=== Records from a collection ===
------------------------------------

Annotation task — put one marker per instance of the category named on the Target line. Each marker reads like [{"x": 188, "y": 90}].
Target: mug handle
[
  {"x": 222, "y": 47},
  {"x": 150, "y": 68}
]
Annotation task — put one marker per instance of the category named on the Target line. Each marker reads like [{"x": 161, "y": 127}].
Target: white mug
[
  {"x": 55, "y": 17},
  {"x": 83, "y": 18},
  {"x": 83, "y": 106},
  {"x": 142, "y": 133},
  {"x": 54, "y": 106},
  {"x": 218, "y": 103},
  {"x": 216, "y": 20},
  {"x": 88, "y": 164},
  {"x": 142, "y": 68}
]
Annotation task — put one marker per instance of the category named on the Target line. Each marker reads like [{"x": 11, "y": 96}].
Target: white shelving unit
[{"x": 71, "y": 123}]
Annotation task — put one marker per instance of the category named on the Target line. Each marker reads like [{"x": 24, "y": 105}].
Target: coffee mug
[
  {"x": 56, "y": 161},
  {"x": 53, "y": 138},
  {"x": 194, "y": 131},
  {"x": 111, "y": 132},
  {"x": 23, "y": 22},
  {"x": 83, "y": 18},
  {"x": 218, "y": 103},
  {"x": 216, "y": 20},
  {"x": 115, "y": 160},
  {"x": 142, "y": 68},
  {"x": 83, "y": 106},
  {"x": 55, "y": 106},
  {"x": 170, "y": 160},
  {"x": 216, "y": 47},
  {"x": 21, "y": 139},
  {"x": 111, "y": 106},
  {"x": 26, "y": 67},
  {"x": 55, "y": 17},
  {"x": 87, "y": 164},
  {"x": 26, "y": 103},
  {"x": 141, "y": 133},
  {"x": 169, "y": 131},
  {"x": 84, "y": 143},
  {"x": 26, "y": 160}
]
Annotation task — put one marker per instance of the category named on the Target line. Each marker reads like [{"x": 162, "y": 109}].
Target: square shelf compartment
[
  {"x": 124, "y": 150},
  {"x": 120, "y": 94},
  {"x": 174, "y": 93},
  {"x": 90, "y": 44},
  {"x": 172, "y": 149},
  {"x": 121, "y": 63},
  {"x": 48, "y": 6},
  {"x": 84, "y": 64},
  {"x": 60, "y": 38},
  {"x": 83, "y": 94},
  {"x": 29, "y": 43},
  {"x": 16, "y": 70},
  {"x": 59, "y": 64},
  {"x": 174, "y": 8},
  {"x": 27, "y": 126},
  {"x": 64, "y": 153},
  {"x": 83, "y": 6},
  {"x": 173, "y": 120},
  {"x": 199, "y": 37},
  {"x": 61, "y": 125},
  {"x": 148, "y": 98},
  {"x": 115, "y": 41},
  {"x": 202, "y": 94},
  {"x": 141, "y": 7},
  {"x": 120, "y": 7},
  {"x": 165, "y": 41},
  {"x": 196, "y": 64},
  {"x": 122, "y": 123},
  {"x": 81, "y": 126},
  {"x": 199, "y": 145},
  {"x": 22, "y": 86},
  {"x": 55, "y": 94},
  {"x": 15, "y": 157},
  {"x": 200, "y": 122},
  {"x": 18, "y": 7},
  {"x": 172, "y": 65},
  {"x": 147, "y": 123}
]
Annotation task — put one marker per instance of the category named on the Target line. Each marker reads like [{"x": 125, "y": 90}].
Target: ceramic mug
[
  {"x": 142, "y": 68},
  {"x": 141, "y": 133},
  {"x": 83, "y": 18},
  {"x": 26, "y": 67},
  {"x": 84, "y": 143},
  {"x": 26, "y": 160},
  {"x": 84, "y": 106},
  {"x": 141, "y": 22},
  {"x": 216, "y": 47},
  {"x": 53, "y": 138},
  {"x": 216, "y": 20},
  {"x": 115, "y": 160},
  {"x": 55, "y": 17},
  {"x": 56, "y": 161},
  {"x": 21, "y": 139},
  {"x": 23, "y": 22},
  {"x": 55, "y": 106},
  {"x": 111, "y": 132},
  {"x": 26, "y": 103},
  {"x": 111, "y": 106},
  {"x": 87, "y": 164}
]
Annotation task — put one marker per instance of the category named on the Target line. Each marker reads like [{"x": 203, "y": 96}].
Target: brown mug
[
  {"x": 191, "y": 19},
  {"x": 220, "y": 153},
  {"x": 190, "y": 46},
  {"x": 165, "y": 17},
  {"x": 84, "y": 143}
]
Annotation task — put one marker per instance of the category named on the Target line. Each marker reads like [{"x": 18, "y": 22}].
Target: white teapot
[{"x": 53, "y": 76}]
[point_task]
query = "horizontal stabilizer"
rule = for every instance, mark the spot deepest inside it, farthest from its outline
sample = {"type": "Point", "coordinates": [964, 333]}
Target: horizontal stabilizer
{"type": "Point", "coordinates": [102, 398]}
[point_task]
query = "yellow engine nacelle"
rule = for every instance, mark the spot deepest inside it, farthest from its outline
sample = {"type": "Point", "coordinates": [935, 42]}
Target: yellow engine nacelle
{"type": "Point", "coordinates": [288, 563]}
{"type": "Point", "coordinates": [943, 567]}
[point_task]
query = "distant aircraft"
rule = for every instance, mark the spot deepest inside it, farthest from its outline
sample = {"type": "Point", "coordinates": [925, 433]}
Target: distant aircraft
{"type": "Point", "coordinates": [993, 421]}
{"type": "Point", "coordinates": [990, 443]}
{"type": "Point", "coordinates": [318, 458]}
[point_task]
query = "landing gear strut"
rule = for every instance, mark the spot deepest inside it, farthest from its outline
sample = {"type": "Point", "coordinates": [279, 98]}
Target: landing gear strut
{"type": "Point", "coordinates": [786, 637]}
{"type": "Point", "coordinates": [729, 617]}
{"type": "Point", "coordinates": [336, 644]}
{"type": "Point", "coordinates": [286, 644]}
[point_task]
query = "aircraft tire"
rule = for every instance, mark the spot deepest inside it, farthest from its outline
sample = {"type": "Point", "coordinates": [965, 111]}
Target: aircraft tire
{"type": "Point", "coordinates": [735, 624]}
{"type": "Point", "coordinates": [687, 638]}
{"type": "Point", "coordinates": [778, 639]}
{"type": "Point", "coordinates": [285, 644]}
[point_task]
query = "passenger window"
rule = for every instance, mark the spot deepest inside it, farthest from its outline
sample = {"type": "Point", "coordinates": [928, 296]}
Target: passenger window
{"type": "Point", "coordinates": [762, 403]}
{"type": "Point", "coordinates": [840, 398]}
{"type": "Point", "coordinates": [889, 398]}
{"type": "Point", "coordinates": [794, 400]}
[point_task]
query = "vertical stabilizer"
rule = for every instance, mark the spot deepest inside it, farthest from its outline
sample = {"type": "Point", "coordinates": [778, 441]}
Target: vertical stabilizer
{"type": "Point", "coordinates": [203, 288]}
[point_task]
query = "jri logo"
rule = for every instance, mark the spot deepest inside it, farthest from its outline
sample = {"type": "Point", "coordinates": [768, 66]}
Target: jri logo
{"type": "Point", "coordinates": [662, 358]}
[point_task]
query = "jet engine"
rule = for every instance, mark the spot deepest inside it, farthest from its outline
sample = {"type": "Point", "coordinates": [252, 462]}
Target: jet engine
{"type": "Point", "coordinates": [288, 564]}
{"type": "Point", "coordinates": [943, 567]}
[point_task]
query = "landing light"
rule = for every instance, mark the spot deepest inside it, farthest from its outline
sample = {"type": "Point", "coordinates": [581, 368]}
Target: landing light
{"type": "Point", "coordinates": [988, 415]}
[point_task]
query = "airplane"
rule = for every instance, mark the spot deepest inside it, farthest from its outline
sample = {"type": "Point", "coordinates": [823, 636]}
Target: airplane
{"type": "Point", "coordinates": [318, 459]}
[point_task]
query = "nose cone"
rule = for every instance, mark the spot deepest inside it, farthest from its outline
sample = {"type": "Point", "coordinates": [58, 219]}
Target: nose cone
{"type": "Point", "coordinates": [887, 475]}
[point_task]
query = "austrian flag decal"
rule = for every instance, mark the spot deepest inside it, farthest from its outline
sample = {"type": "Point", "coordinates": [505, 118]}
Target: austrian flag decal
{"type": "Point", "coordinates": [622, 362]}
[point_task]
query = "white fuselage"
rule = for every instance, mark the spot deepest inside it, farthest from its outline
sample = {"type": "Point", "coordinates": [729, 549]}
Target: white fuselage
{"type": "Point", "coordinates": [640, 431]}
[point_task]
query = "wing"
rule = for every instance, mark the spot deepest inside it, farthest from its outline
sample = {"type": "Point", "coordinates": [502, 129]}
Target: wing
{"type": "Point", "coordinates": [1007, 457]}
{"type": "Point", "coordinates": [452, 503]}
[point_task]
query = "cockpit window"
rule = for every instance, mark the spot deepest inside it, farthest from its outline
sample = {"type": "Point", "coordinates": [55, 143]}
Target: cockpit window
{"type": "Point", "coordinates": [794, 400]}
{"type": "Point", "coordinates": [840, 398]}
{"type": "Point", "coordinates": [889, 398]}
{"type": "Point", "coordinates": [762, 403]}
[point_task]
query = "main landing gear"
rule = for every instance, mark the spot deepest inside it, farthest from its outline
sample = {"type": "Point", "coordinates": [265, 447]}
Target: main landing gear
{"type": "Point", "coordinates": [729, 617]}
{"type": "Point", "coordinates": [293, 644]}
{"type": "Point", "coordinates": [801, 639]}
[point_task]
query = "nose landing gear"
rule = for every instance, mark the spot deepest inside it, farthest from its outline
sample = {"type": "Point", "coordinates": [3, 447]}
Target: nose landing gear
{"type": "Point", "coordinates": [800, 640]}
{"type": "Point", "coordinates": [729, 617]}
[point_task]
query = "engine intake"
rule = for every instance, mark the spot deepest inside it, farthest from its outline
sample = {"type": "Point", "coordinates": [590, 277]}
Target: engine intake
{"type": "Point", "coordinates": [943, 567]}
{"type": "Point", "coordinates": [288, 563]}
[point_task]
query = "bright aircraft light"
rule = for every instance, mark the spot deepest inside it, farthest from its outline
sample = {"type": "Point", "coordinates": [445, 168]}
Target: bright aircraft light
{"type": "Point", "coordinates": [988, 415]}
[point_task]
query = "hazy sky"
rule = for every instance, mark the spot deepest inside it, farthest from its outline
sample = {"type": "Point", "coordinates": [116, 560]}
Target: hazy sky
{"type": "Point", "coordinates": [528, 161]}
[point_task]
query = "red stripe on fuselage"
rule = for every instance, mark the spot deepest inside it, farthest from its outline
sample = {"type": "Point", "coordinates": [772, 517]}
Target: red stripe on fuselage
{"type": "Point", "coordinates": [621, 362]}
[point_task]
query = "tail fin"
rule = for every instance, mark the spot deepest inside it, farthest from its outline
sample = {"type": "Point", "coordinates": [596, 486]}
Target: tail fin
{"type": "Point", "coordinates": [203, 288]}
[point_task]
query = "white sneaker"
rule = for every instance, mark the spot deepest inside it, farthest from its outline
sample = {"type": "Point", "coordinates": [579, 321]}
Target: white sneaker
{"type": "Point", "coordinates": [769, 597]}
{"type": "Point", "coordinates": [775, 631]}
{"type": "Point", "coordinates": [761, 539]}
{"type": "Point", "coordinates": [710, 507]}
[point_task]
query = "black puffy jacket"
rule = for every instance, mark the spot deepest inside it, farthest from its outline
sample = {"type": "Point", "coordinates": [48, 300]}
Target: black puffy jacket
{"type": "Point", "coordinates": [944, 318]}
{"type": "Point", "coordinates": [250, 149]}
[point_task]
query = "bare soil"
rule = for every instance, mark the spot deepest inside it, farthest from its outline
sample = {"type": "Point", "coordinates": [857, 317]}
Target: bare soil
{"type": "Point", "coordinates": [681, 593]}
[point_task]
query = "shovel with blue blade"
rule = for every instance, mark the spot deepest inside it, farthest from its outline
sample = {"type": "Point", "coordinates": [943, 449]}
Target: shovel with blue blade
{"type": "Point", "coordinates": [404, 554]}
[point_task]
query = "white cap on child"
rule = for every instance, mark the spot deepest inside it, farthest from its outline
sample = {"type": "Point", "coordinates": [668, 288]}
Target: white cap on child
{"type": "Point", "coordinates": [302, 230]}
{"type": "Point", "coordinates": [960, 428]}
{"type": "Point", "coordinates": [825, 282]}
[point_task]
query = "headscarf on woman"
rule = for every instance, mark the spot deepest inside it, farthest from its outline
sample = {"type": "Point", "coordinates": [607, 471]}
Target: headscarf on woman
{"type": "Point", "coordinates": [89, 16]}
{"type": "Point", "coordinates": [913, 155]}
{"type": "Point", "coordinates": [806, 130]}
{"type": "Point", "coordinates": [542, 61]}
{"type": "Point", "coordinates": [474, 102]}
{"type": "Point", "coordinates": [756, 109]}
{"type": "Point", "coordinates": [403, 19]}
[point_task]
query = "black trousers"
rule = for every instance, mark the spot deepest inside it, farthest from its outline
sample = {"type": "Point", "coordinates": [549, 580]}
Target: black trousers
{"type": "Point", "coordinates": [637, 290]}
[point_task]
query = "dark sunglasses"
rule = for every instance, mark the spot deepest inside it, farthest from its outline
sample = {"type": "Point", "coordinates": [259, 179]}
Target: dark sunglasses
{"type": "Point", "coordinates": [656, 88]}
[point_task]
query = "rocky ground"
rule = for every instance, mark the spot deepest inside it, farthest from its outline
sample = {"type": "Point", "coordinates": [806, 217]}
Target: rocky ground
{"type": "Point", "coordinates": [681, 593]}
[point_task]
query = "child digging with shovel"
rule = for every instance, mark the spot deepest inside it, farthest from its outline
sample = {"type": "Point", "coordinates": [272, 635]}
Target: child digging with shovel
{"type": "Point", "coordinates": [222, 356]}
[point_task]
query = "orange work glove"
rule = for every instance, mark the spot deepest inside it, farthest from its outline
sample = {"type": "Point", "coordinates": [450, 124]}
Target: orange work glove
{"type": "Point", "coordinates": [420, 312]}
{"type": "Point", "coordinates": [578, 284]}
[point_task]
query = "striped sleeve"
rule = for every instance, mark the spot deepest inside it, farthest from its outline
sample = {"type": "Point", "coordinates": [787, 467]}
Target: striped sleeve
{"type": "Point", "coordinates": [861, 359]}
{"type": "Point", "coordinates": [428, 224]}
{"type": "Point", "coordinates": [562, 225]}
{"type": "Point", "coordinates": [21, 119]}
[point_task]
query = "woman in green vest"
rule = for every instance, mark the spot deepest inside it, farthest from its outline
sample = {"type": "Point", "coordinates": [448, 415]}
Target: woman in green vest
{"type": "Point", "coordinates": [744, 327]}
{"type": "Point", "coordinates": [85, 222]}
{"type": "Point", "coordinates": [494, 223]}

------------------------------------

=== ABOUT THIS TASK ===
Copy out the lines above with "Annotation" in them.

=== RESULT ===
Annotation task — put one marker per instance of the category named on the Target line. Each marker reads like [{"x": 188, "y": 90}].
Annotation task — put one marker per instance of the category named on the Target line. Each marker reads like [{"x": 161, "y": 127}].
Annotation task — put one marker per instance of the category named on the Target line. Each marker reads like [{"x": 11, "y": 96}].
Annotation task — put one marker per instance of the category named on the Target line. Each marker reads like [{"x": 24, "y": 105}].
Annotation task — put one marker per instance of the category named on the Target line. Each marker reads like [{"x": 162, "y": 109}].
Annotation task — put one marker per instance of the category named on the Target line. Each marker reads like [{"x": 125, "y": 90}].
Annotation task — put one marker per instance of the category named on the Target line. Each marker reads like [{"x": 203, "y": 96}].
Annotation task — put one marker per instance of the category named on the Target line. Each marker reads like [{"x": 18, "y": 22}].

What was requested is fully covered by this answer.